Problem description: From the listing below, restate word for word the lines from the line containing "<point>415,151</point>" down through the line containing "Target: dirt ground". Exclude pictures.

Data:
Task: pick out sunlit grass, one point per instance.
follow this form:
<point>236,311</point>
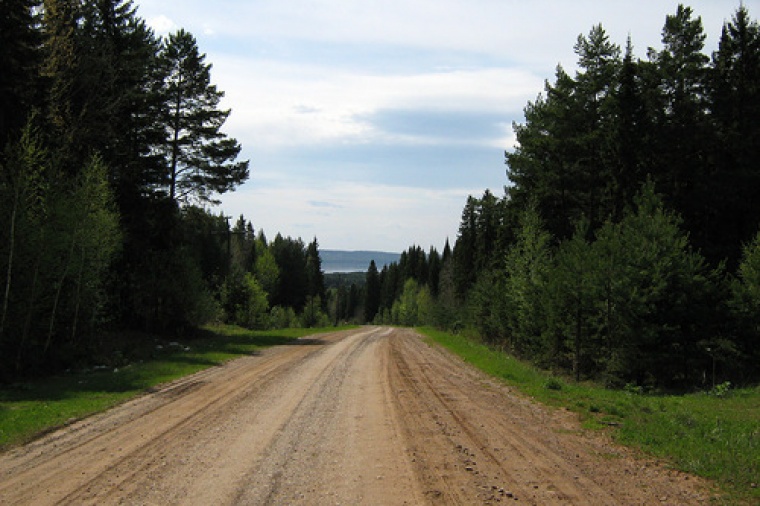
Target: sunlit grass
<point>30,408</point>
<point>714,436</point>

...

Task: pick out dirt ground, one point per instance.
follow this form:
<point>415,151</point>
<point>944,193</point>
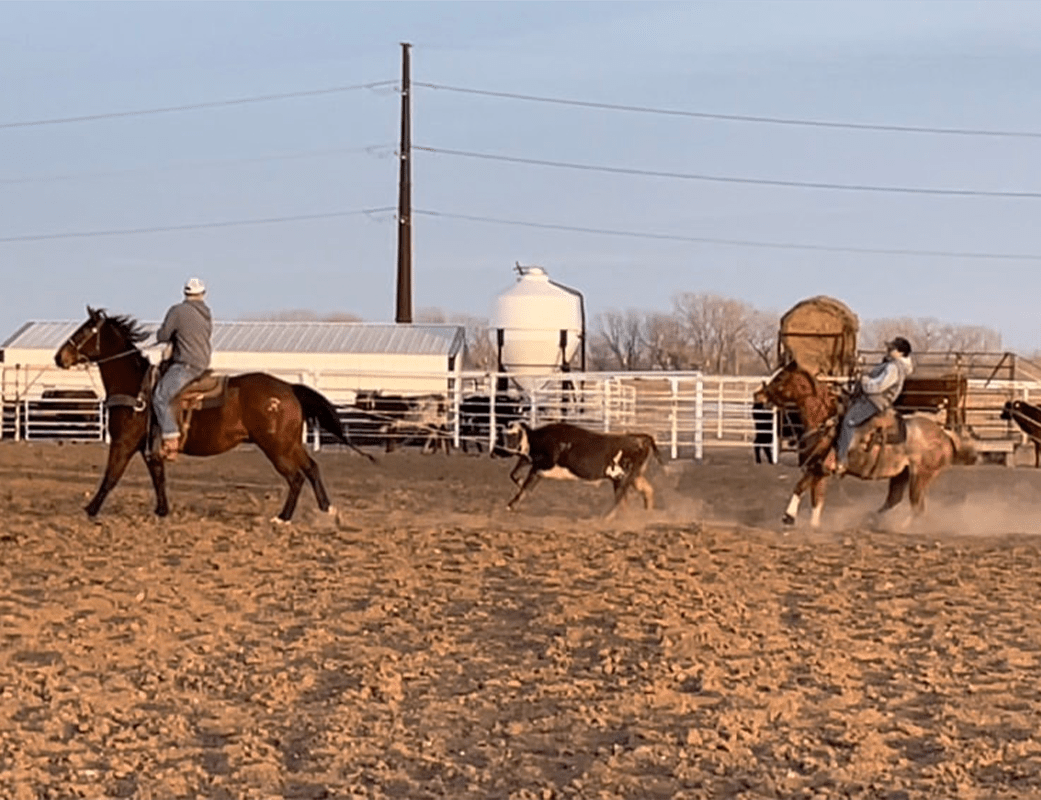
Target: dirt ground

Your solution:
<point>415,151</point>
<point>944,193</point>
Target: dirt ground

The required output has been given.